> [STATED PROBLEM A] Reproduce the portion of the Watson IoT Information Management text between "User Research" and "and units exists.", inclusive.
> [STATED PROBLEM B] List each item the Watson IoT Information Management text gives under the statement that organizations need to improve, bring down, or reduce something.
> [STATED PROBLEM C] According to the Watson IoT Information Management text, why are binary formats used when devices send data?

> [EXCERPT PROVIDED]
== == ==

In 2016 and 2017 I contributed to the design concepts and UX design for Information Management in the Watson IoT Platform.
What is Information Management
Watson IoT Platform Information Management provides an abstract model of identifiable assets that will allow IoT applications to be decoupled from the complexities of how specific devices are connected. Devices and logical composites often form a complex hierarchical relationship between maintainable assets & connected sensors and actuation devices. By providing a definition of a state, type schemas for data, abstract interfaces to state and behavior, and transformation of raw event data as part of the IoT Platform service the application layer benefits from decoupling of the instrumentation of the real-world and the management of the information model.
User Research
In our research, we observe that IoT solutions have
- Multiple devices and sensors instrumenting connected assets
- Devices integrated into an IoT solution come from an ecosystem of manufacturers
- The message format defined by devices is often unique to the device type. Limited data standardization on formats and units exists.
- Devices form the complex hierarchical relationship between the assets and their sensors and actuation devices.
- Device relations may be static by configuration, or dynamic by condition.
- Asset state depends on the conditional state of the related devices.
An IoT solution developer needs access to an abstract model of identifying assets that will allow IoT applications to be decoupled from the complexities of how specific devices are connected.
Our research uncovers that organizations need to
- Improve productivity and speed of delivery on customer IoT deployment projects
- Bring down development cost due to impact from variability across device models and variants
- Reduce custom code required to create and manage Things on top of devices and their events and commands
- Reduce steps to configure and deploy a customer IoT system of devices
Organizations also need
- A simple programming model and an abstract interface model for devices and things to insulate from variability
- The platform to take the load off developers and relationships, behavior, state, history, simple transformations, complex enrichment, and access control into a consistent Things design
- A DEVOPS practice to run and manage the information model processing pipeline
Decomposing the needs for actions on data in the information management processing pipeline we find the following
- Parsing – Devices send data in various formats, like text, binary, encrypted formats. Binary formats are used to reduce transmission costs. Applications need data in JSON format.

== == ==

> [DATA SHOWN]

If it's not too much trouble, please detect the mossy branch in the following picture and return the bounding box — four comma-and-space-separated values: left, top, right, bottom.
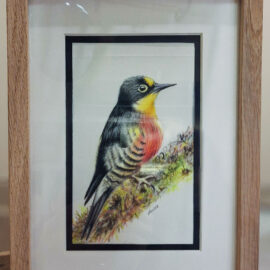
72, 129, 193, 244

== == ==

> [FULL RESPONSE A]
User Research
In our research, we observe that IoT solutions have
- Multiple devices and sensors instrumenting connected assets
- Devices integrated into an IoT solution come from an ecosystem of manufacturers
- The message format defined by devices is often unique to the device type. Limited data standardization on formats and units exists.

> [FULL RESPONSE B]
- Improve productivity and speed of delivery on customer IoT deployment projects
- Bring down development cost due to impact from variability across device models and variants
- Reduce custom code required to create and manage Things on top of devices and their events and commands
- Reduce steps to configure and deploy a customer IoT system of devices

> [FULL RESPONSE C] Binary formats are used to reduce transmission costs.